(TE DOEN)
[1] Hoe lang beoefent Tanja Wijgerde volgens het portret al zen?
[2] Pas in het portret het stuk tussen "Eigenlijk was ik" en "steeds beter kennen.", begin en eind inbegrepen, aan door "zintuigen" te vervangen door "ogen", en geef dat stuk zo terug.

In deze rubriek wordt aan de hand van vijf vaste vragen iemand geportretteerd die mediteert op de Noorder Poort of in één van de landelijke groepen. Dit keer Tanja Wijgerde, 42, bestuurskundige, eerder eigenaar van een bedrijf dat mensen naar werk toe leidde, nu fulltime moeder van een kindje van bijna twee jaar en een baby van zeven maanden. Ze woont in Zwolle en beoefent sinds tien maanden zen.
De opzet is overgenomen van het blad Zensor, een uitgave van Zencentrum Amsterdam.

Het zenleven van Tanja Wijgerde

Tanja Wijgerde

Wat bracht je ertoe om Zen te gaan oefenen?

Eigenlijk was ik altijd al in spiritualiteit geïnteresseerd. Al heel jong besefte ik dat er meer is dan je met je zintuigen kunt waarnemen. Ik had een vriend die, toen we elkaar voor het eerst ontmoetten, opende met: “Geloof je in God”? Ik antwoordde: “Niet in een god buiten ons, maar wel in een goddelijke vonk in ons”, en daarmee vonden we elkaar. Door die vriendschap ben ik heel erg aan het denken gezet en ook aan het lezen over allerlei spirituele stromingen: Madame Blavatsky, Boeddhisme, Rozenkruisers…. Op mijn 27e heb ik me bij die laatsten aangesloten. Maar op den duur vond ik ze te dogmatisch: wat in de boeken van de grondleggers staat geldt als dé waarheid. Maar ook toen ik geen lid meer was, bleef ik er wel mee bezig; ik neem bijvoorbeeld nog steeds ’s avonds de dag door, en vraag me dan af waarom ik deed wat ik deed en dacht wat ik dacht. Zo leer ik mezelf steeds beter kennen.

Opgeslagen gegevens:
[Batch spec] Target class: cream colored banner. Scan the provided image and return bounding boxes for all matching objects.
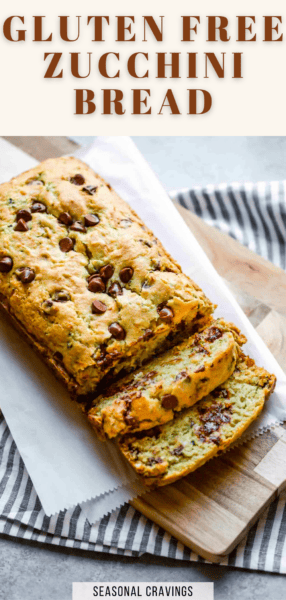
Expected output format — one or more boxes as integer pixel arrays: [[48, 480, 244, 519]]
[[0, 0, 286, 135], [72, 581, 214, 600]]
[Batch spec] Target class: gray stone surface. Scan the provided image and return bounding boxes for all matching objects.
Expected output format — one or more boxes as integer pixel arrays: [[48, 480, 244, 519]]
[[0, 137, 286, 600], [0, 539, 286, 600]]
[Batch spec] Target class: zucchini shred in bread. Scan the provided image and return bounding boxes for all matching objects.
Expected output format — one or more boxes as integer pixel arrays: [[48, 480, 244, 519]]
[[88, 319, 246, 439], [0, 158, 214, 395], [118, 352, 276, 487]]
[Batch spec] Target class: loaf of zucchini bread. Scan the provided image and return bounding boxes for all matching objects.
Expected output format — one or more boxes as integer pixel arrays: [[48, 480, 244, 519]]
[[88, 319, 246, 439], [0, 158, 214, 395], [118, 352, 276, 487]]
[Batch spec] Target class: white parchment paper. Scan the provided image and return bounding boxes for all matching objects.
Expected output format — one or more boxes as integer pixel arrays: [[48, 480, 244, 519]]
[[0, 137, 286, 522]]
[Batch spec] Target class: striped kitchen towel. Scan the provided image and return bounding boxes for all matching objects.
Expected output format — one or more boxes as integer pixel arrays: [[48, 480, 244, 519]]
[[0, 414, 286, 573], [170, 181, 286, 270], [0, 182, 286, 573]]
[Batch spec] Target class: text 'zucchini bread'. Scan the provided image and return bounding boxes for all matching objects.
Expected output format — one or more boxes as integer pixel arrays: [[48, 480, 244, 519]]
[[118, 353, 276, 487], [88, 319, 246, 439], [0, 158, 214, 395]]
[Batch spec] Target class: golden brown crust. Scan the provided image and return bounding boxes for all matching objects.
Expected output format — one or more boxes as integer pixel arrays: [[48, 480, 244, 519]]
[[119, 353, 276, 487], [88, 319, 246, 440], [0, 157, 214, 394]]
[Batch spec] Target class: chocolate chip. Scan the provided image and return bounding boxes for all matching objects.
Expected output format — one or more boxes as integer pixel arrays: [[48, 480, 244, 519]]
[[17, 267, 36, 283], [119, 267, 134, 283], [58, 213, 72, 226], [16, 208, 32, 223], [157, 306, 174, 323], [84, 215, 99, 227], [194, 365, 206, 373], [59, 238, 74, 252], [70, 173, 85, 185], [14, 219, 29, 231], [108, 281, 123, 298], [0, 256, 13, 273], [53, 290, 71, 302], [99, 265, 114, 281], [91, 300, 107, 315], [161, 394, 179, 410], [171, 444, 184, 456], [205, 327, 223, 342], [71, 221, 86, 233], [31, 202, 47, 213], [26, 179, 45, 185], [87, 275, 105, 292], [82, 185, 97, 196], [108, 323, 126, 340], [143, 329, 154, 342]]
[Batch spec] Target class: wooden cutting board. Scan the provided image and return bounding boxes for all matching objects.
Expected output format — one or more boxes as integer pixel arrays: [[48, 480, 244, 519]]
[[3, 137, 286, 562]]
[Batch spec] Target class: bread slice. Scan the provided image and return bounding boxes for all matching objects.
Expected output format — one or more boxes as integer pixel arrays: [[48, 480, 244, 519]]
[[119, 353, 276, 487], [88, 319, 246, 439]]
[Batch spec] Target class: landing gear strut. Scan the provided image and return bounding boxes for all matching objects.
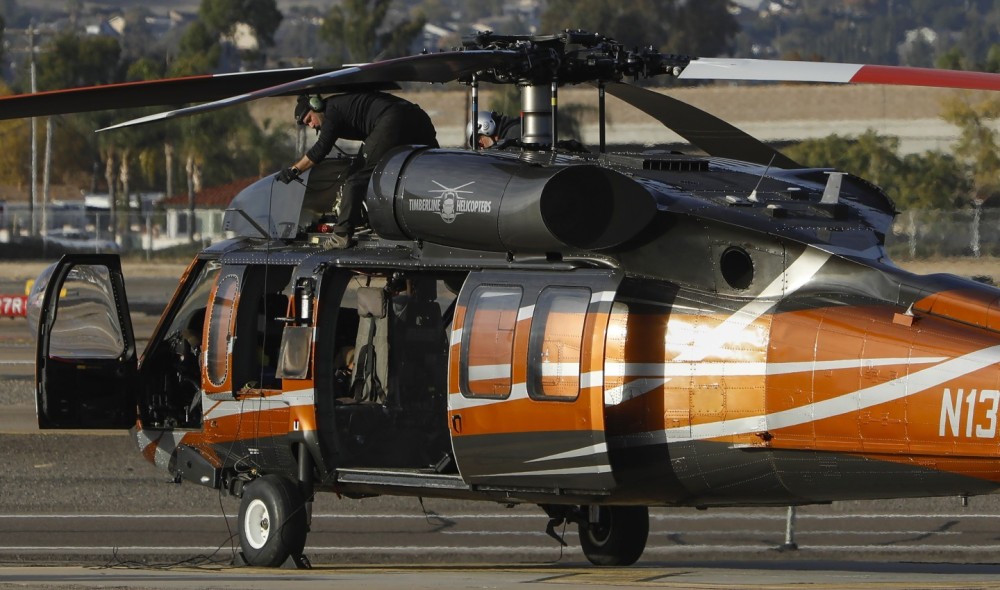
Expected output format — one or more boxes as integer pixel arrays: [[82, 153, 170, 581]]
[[542, 505, 649, 566]]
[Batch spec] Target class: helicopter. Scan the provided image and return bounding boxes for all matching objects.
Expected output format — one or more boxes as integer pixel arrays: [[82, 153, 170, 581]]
[[15, 31, 1000, 567]]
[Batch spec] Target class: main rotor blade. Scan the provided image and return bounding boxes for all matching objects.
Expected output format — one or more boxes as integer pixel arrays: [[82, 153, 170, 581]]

(UITWERKINGEN)
[1] Sinds tien maanden.

[2]
Eigenlijk was ik altijd al in spiritualiteit geïnteresseerd. Al heel jong besefte ik dat er meer is dan je met je ogen kunt waarnemen. Ik had een vriend die, toen we elkaar voor het eerst ontmoetten, opende met: “Geloof je in God”? Ik antwoordde: “Niet in een god buiten ons, maar wel in een goddelijke vonk in ons”, en daarmee vonden we elkaar. Door die vriendschap ben ik heel erg aan het denken gezet en ook aan het lezen over allerlei spirituele stromingen: Madame Blavatsky, Boeddhisme, Rozenkruisers…. Op mijn 27e heb ik me bij die laatsten aangesloten. Maar op den duur vond ik ze te dogmatisch: wat in de boeken van de grondleggers staat geldt als dé waarheid. Maar ook toen ik geen lid meer was, bleef ik er wel mee bezig; ik neem bijvoorbeeld nog steeds ’s avonds de dag door, en vraag me dan af waarom ik deed wat ik deed en dacht wat ik dacht. Zo leer ik mezelf steeds beter kennen.